═══ Data excerpts ═══

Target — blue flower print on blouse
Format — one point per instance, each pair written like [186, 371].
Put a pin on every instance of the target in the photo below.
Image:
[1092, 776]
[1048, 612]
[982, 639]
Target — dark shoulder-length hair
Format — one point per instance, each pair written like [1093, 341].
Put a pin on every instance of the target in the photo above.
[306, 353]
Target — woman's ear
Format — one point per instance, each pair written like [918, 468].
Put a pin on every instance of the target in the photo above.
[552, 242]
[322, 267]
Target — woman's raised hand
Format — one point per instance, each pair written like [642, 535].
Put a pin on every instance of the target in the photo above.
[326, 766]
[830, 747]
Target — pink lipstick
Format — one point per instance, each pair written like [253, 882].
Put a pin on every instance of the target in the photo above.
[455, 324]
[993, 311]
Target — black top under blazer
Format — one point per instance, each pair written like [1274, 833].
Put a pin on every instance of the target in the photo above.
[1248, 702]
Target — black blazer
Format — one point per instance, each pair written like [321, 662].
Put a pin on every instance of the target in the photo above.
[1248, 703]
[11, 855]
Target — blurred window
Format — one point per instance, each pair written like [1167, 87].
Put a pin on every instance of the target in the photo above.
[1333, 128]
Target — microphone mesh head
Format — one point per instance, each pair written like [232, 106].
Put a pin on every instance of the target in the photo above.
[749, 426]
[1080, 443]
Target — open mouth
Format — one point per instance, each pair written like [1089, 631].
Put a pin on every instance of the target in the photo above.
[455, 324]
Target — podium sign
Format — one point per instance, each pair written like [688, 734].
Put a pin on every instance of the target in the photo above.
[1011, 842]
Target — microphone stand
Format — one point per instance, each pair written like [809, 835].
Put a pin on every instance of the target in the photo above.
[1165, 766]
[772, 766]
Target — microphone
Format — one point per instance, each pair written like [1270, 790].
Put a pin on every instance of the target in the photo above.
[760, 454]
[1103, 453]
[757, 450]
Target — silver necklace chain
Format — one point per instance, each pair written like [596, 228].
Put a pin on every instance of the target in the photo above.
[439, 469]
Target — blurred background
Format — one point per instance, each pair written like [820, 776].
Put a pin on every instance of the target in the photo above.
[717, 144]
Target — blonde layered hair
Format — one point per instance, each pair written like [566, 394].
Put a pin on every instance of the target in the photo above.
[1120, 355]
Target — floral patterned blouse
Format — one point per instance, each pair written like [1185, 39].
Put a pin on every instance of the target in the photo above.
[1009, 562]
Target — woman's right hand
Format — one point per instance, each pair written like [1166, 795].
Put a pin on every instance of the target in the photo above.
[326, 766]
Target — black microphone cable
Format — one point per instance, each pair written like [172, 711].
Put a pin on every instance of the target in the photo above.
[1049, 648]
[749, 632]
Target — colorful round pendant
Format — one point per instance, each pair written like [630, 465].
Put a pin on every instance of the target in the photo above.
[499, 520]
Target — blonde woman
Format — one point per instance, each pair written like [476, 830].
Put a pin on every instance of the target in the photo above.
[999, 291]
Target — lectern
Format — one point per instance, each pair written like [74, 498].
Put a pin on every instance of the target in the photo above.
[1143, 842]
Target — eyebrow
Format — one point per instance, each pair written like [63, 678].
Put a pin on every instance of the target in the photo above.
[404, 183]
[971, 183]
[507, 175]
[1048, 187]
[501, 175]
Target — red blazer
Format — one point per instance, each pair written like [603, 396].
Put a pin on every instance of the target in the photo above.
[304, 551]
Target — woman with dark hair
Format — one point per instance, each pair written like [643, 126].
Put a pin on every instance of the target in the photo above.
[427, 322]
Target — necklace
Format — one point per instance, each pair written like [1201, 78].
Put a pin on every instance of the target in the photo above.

═══

● **Exercise requirements**
Everything in the listing must be reproduced exactly; please include every line.

● **Answer for this exercise**
Target — blue flower print on blouse
Format — one point per instance, each pair written like [186, 371].
Put a pin on every instance of the target in the photo below.
Image:
[1092, 776]
[1048, 612]
[982, 639]
Target — dark shoulder-length hair
Format — one point per instance, each pair written like [1093, 341].
Put a pin on every instance of the target in the photo above.
[306, 353]
Target — woman's ear
Format — one point per instance, each pair written like [918, 468].
Put a pin on every instance of the target in the photo above.
[552, 242]
[322, 267]
Target — woman's raised hand
Format — one point per instance, each pair written like [642, 535].
Put a pin on every instance of the target in the photo above.
[326, 766]
[830, 747]
Target — pink lipstick
Format — one point per instance, each pair written like [253, 882].
Put a pin on every instance of the target in the photo above.
[455, 324]
[993, 311]
Target — black top under blazer
Format — one point per instance, each pair written like [1274, 833].
Put a pin on every instance of the target in the photo above.
[1248, 702]
Target — black blazer
Format — one point per instance, each pair written like [321, 662].
Put a pin on every instance of the target in the photo above.
[1248, 703]
[11, 855]
Target — blurred window
Format — one point per instance, each pair written like [1167, 87].
Put a pin on every instance of the target in the photo above.
[1333, 128]
Target — microphone mesh head
Format — one point per instance, each pair written like [232, 106].
Put a pin on every instance of the target in the photo above.
[749, 426]
[1080, 443]
Target — open mouth
Format — one point per instance, each pair written like [1089, 631].
Put a pin on every instance of the target in the photo above.
[455, 324]
Target — podium sign
Format — one point per instance, each pair written like [688, 734].
Put a pin on every instance of the target in the photo above.
[1011, 842]
Target — microphone stand
Format — one point per instance, each pair written like [809, 835].
Put a pin on every instance of the target in the photo above.
[1165, 766]
[772, 766]
Target — microphone
Format — one point per instance, each pair written like [1270, 790].
Put a pin on every instance of the target in the photo above.
[760, 454]
[1103, 453]
[757, 450]
Target — silver necklace chain
Format — one point per instance, each pair written like [596, 228].
Put a pin on every instance of the target in the photo above.
[439, 469]
Target — blurred background
Format — one point per instance, each pair written like [820, 776].
Put a pin on every instance of the target in the photo above.
[717, 144]
Target — blonde layered hair
Format — one point per instance, each pair written like [566, 394].
Put a pin on every instance of the target in the photo above.
[1120, 355]
Target — floral patterned blouse
Format — one point per instance, each pair written like [1185, 39].
Put a pin on every instance of the target in the photo above.
[1009, 562]
Target — woman's right hand
Format — one point per instance, each pair written like [1166, 795].
Put a pin on every instance of the target in the photo above.
[326, 766]
Target — black microphone cable
Format — one point per instance, each pair written like [172, 711].
Put a pin on every instance of the target in the photo above.
[1049, 648]
[749, 632]
Target — colorful round pendant
Format — one point per instance, each pair written like [630, 465].
Put a pin on every instance of the target in the photo above.
[499, 520]
Target — blonde woman
Format — one point per instance, each pair written like [476, 830].
Put a pin on every instance of the target in the photo above.
[999, 291]
Target — lectern
Format — one point per instance, each pair written like [74, 498].
Put a pin on every instance of the target in the photo above.
[1143, 842]
Target — eyebrow
Format — one point per instance, each pair written like [63, 678].
Put a pin on every instance of the target in the photo above.
[404, 183]
[971, 183]
[507, 175]
[1048, 187]
[501, 175]
Target — red blazer
Format — one point per instance, each pair written like [603, 396].
Put a pin on every instance of the target in the photo above.
[304, 551]
Target — woman with dark hair
Format — one point per instance, each pair written like [643, 126].
Put a pin on every instance of the target in the photo above.
[427, 322]
Target — necklace
Format — one point per instance, each pair written like [1201, 78].
Put a pin on every instance of the target in the photo above.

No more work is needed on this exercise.